* **Article**:
——
# Bbd



## treytd32 (Jun 12, 2009)

This was my first year deer hunting and my first deer ever and boy was he a dandy. Second times the charm hunting my land this year. I had to run home to get a camera bc my phone died on me out there so I will post pictures later. He's the nice mature 10 I posted videos of a few weeks ago.

We're in butler county btw


----------



## Weekender#1 (Mar 25, 2006)

That is great !


----------



## treytd32 (Jun 12, 2009)

Heres a pic from last night. I'll upload more later on.


----------



## Lundy (Apr 5, 2004)

Very nice!


----------



## crappiedude (Mar 12, 2006)

Congrats on the nice buck


----------



## bobk (Apr 30, 2004)

Heck of a first deer. Congrats


----------



## wildman (Sep 3, 2008)

Yes It is!!!!!!


----------



## mpd5094 (Jun 20, 2005)

Congrats on a great 1st. deer!


----------



## KingFisher89 (Feb 22, 2007)

Nice buck congrats


----------



## T-180 (Oct 18, 2005)

Congrats on a great buck & those G3's are impressive !!


----------



## Gobi Muncher (May 27, 2004)

Great Buck, bet your heart is still thumpin!!


----------



## treytd32 (Jun 12, 2009)
——
Location labeling records
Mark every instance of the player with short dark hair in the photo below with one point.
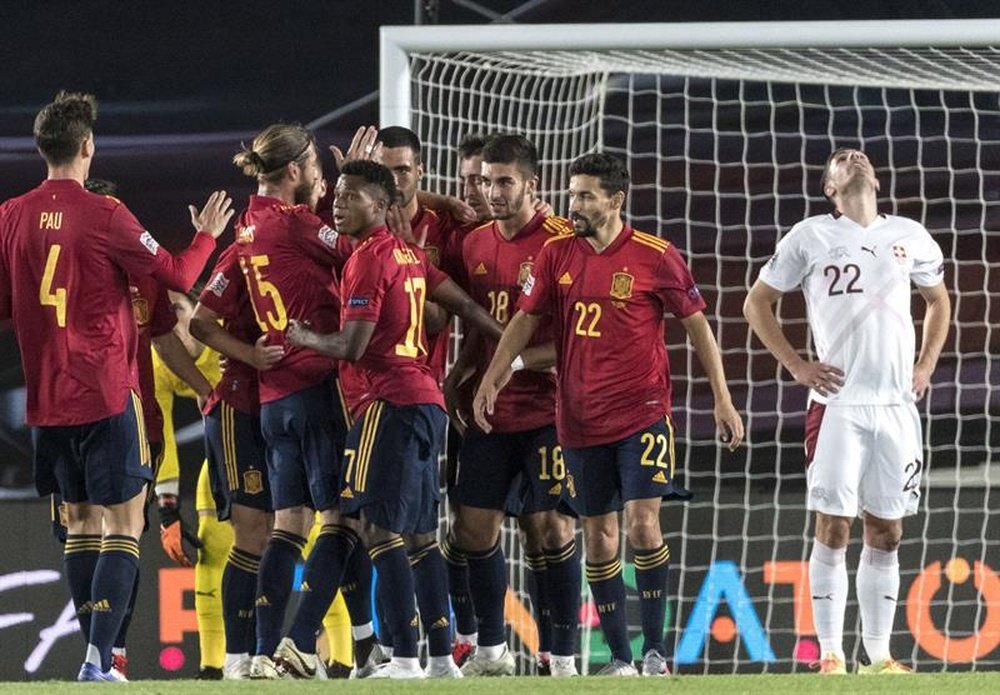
(498, 257)
(862, 436)
(390, 462)
(607, 288)
(289, 259)
(65, 256)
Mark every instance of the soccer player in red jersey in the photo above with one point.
(65, 256)
(390, 463)
(522, 445)
(607, 288)
(431, 229)
(289, 260)
(470, 172)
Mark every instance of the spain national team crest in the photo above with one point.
(524, 272)
(140, 308)
(253, 483)
(621, 285)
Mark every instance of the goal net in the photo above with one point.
(725, 129)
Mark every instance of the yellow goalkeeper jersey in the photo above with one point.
(168, 387)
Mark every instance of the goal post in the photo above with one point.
(725, 128)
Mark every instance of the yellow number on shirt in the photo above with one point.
(49, 296)
(277, 320)
(349, 455)
(416, 290)
(499, 303)
(558, 468)
(650, 441)
(591, 311)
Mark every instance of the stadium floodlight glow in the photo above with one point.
(725, 128)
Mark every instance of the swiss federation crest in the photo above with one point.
(621, 285)
(253, 483)
(524, 272)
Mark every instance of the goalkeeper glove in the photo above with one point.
(174, 532)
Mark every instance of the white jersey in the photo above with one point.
(856, 282)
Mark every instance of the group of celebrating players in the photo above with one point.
(333, 309)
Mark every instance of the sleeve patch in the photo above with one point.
(328, 236)
(147, 240)
(218, 285)
(529, 285)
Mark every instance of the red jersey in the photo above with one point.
(226, 295)
(289, 256)
(495, 270)
(68, 254)
(386, 281)
(608, 310)
(154, 317)
(436, 231)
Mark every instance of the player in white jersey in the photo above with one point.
(863, 440)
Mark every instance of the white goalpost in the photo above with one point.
(725, 128)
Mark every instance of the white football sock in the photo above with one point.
(828, 589)
(877, 584)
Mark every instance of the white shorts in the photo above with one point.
(863, 458)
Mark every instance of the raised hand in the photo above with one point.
(266, 356)
(729, 425)
(214, 217)
(363, 146)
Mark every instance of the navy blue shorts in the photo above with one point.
(600, 479)
(515, 472)
(105, 462)
(237, 471)
(391, 467)
(304, 434)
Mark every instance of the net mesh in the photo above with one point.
(725, 149)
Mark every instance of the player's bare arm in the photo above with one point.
(173, 353)
(348, 344)
(936, 321)
(206, 328)
(214, 215)
(363, 146)
(464, 367)
(728, 422)
(453, 298)
(758, 309)
(515, 338)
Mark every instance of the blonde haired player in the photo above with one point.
(215, 538)
(863, 440)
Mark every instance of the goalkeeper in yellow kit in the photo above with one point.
(230, 488)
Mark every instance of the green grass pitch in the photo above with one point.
(935, 683)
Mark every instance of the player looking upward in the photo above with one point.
(65, 258)
(607, 288)
(863, 439)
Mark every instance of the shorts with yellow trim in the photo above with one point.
(600, 479)
(304, 434)
(104, 462)
(237, 470)
(391, 467)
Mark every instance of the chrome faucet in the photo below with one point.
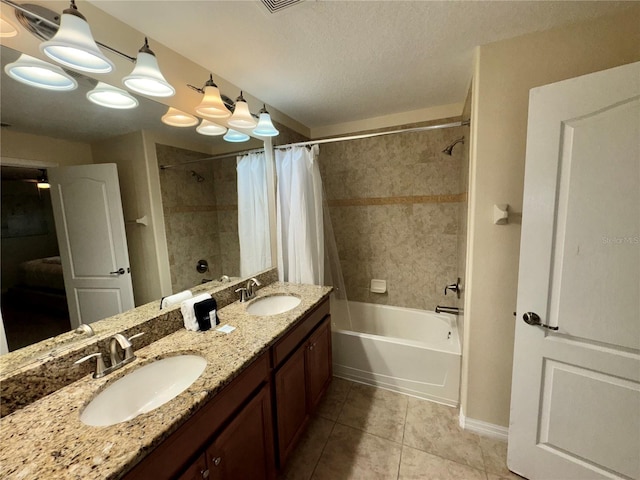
(117, 359)
(454, 287)
(247, 292)
(252, 282)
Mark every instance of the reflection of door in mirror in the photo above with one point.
(37, 274)
(34, 304)
(93, 245)
(201, 215)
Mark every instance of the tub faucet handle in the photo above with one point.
(454, 287)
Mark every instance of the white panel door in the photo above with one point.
(93, 245)
(575, 404)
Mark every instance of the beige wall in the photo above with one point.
(504, 72)
(394, 203)
(38, 148)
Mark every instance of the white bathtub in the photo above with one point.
(411, 351)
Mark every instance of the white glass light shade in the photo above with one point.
(265, 127)
(209, 128)
(7, 29)
(147, 79)
(212, 105)
(235, 137)
(108, 96)
(241, 117)
(177, 118)
(37, 73)
(73, 46)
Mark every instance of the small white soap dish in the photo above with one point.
(378, 286)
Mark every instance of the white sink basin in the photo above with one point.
(273, 305)
(143, 390)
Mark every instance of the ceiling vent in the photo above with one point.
(274, 6)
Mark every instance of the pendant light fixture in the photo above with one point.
(265, 127)
(37, 73)
(209, 128)
(241, 117)
(177, 118)
(235, 137)
(43, 180)
(146, 77)
(73, 45)
(109, 96)
(212, 105)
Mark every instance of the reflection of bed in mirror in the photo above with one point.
(35, 308)
(49, 129)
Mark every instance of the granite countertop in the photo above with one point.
(47, 440)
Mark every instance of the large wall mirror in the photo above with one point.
(193, 237)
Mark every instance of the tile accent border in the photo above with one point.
(406, 200)
(199, 208)
(483, 428)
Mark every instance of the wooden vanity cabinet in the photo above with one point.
(232, 437)
(199, 470)
(244, 449)
(180, 455)
(301, 380)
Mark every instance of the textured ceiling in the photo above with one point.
(328, 62)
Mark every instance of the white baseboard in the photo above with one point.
(483, 428)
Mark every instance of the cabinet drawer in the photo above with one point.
(291, 340)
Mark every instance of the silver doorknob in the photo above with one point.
(533, 318)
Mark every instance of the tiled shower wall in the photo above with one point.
(395, 204)
(201, 218)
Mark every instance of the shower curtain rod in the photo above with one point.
(325, 140)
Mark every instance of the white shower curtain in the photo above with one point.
(299, 211)
(253, 214)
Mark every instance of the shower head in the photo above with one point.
(449, 149)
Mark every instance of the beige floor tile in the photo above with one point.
(352, 454)
(419, 465)
(376, 411)
(434, 428)
(509, 476)
(331, 404)
(304, 458)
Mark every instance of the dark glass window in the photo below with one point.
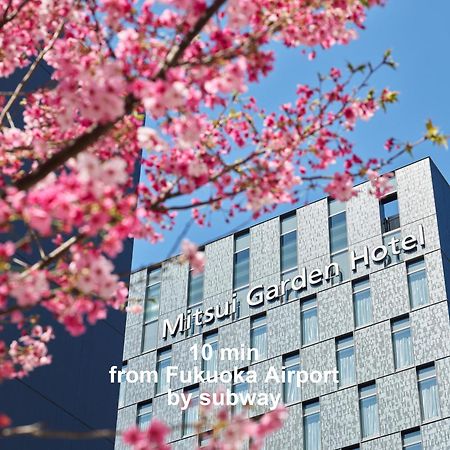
(390, 215)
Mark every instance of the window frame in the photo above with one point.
(361, 398)
(409, 272)
(140, 414)
(153, 321)
(385, 221)
(189, 429)
(242, 307)
(340, 346)
(336, 208)
(421, 379)
(304, 309)
(355, 291)
(159, 359)
(286, 384)
(255, 326)
(397, 328)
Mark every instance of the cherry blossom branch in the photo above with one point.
(7, 18)
(38, 430)
(30, 71)
(83, 142)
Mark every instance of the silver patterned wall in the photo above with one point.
(423, 197)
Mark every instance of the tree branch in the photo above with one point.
(7, 18)
(38, 430)
(30, 72)
(83, 142)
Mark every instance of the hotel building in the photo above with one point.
(361, 286)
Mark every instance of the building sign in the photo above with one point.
(305, 278)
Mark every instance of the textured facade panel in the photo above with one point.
(435, 277)
(398, 402)
(138, 392)
(313, 239)
(290, 437)
(266, 282)
(217, 300)
(218, 267)
(340, 419)
(431, 333)
(270, 387)
(318, 357)
(126, 418)
(391, 442)
(264, 249)
(284, 333)
(417, 202)
(172, 317)
(335, 308)
(132, 343)
(441, 191)
(431, 235)
(357, 251)
(436, 436)
(136, 295)
(316, 264)
(389, 291)
(443, 379)
(183, 358)
(174, 281)
(363, 216)
(374, 357)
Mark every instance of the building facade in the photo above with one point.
(362, 287)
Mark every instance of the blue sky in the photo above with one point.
(419, 36)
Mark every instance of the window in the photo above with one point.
(258, 336)
(291, 390)
(337, 223)
(239, 388)
(362, 302)
(288, 247)
(195, 289)
(401, 342)
(390, 216)
(190, 414)
(338, 230)
(290, 294)
(195, 298)
(152, 299)
(241, 271)
(123, 385)
(417, 283)
(288, 242)
(211, 339)
(345, 355)
(163, 361)
(428, 392)
(241, 274)
(311, 426)
(309, 320)
(412, 440)
(368, 409)
(145, 412)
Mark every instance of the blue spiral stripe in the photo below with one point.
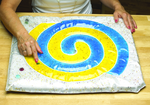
(119, 41)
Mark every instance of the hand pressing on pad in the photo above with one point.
(28, 46)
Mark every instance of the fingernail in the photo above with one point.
(36, 60)
(116, 20)
(41, 51)
(132, 31)
(129, 27)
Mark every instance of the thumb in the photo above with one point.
(38, 48)
(116, 18)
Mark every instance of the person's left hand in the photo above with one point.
(127, 18)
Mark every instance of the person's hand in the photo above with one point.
(28, 46)
(127, 18)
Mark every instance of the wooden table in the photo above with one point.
(142, 42)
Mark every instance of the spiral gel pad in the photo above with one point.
(80, 54)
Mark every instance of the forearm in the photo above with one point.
(11, 21)
(113, 4)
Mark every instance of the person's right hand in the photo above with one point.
(28, 46)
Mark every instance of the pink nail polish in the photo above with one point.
(41, 51)
(132, 31)
(129, 27)
(116, 20)
(36, 60)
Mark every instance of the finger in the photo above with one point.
(116, 18)
(19, 48)
(125, 19)
(131, 24)
(25, 53)
(34, 51)
(135, 25)
(38, 48)
(28, 49)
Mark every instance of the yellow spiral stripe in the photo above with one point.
(108, 62)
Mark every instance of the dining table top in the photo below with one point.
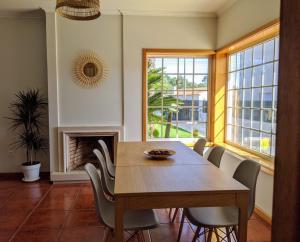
(186, 172)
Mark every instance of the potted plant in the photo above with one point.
(27, 114)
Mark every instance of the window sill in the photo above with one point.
(267, 165)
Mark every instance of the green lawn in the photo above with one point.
(182, 133)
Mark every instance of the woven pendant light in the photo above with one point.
(78, 9)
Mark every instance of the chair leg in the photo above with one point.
(174, 215)
(209, 237)
(197, 234)
(107, 234)
(217, 234)
(228, 234)
(235, 231)
(180, 228)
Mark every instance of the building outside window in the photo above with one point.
(177, 97)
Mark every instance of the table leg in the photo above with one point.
(119, 223)
(243, 217)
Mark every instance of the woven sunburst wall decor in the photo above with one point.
(89, 70)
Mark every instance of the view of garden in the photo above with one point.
(177, 97)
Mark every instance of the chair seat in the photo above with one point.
(133, 219)
(213, 216)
——
* **Challenge 1**: Return the location labeling entries verbatim, beginning with the line that contains "Mark every instance of the woven pendant" and continuing through the final line of those entries.
* **Challenge 2**: Pick up the forum thread about a first deer hunt where it stops and write what comes next.

* **Expected output 1**:
Mark every instance of the woven pendant light in the photo above with one point.
(78, 9)
Mark every instance of the chair leg in the photo above with one point.
(174, 215)
(209, 237)
(197, 234)
(107, 234)
(217, 234)
(228, 234)
(235, 231)
(180, 228)
Mark every instance of the building outside window in the photo above with one point.
(177, 97)
Mark every instance of the table leg in the photo above with one point.
(119, 223)
(243, 217)
Mark every instance of the woven sunburst wall decor in the photo above with one point.
(89, 70)
Mark every instance of the view of garden in the photo above with one point.
(177, 97)
Mark every instance of the chair seat in the photo above with one point.
(133, 219)
(213, 216)

* **Expected output 2**:
still in shock that I was fortunate enough to harvest such a great animal.. Here's the story,

I got out to the stand late, around 5:30, made the 10 minute hike in on my land and get settled in and realize I left my release in the car. I have shot without it but I thought it'd be best to get what I am most accurate with rather than end up making a bad shot. Wind was mostly in my face but shifted blowing on the left side of my face. An hour went by with only seeing a few rabbits and a big red squirrel making all kinds of noise at me that I considered shooting to make it be quiet but I let him go on his way. I decided I would try some soft social grunts at this point because I wasn't hearing or seeing anything. Sunset was officially around 6:50 and I only had 25 minutes of shooting light left when out of the corner of my eye I thought I saw something move. Without turning my head I looked but thought it was only sticks in the light breeze. Looked back forward then saw it again and realized it was a big rack! At this point I thought the deer would hear my heart beating and take off haha He took a few steps out of the path I made off to my right where the wind was blowing and stopped to look at me. This proceeded for the next 10 minutes as he slowly made his way out glancing at my best impression of a statue. He went behind some thick cover and I couldn't see him at all so I figured it was time to grab my bow and get ready. I decided I better try to find his head first and sure as sh#t he was staring right at me through the brush. He finally came out and was walking away as I stood up got my bow and drew back. As I was hoping he would he followed the path I had made and came in from 25 yards to 17 broad side. Right when I was ready to take my shot he took one more step with a cover branch blocking my shot. I leaned with my back against this brach over it to make a shot. As soon as I leaned the stand decided to let out the most awful creak.. He posted up and stared directly at me for over 2 minutes as I tried with all my strength to hold back my draw (I shoot my dads old bear at 70lbs with only 50% let off). I closed my eyes and prayed he was still there when I opened them as I began to shake. Opened my eyes and his head was back down. Gave him the Meh and smoked him. He made it maybe 30 yards out through a bunch of brush out into an open field and dropped.























Also came that morning when I decided to sleep in


----------



## Mushijobah (May 4, 2004)

Great story, congrats!


----------



## Bubbagon (Mar 8, 2010)

SWEET!!!!
Great deer, dude! Now you're spoiled....


----------



## crittergitter (Jun 9, 2005)

That is definitely an awesome buck! Congratulations.


----------



## dmgonfishin55 (Jan 8, 2009)

Got G3? Lol

Congrats man, love the racks where the 3's tower over the 2's


----------



## Snook (Aug 19, 2008)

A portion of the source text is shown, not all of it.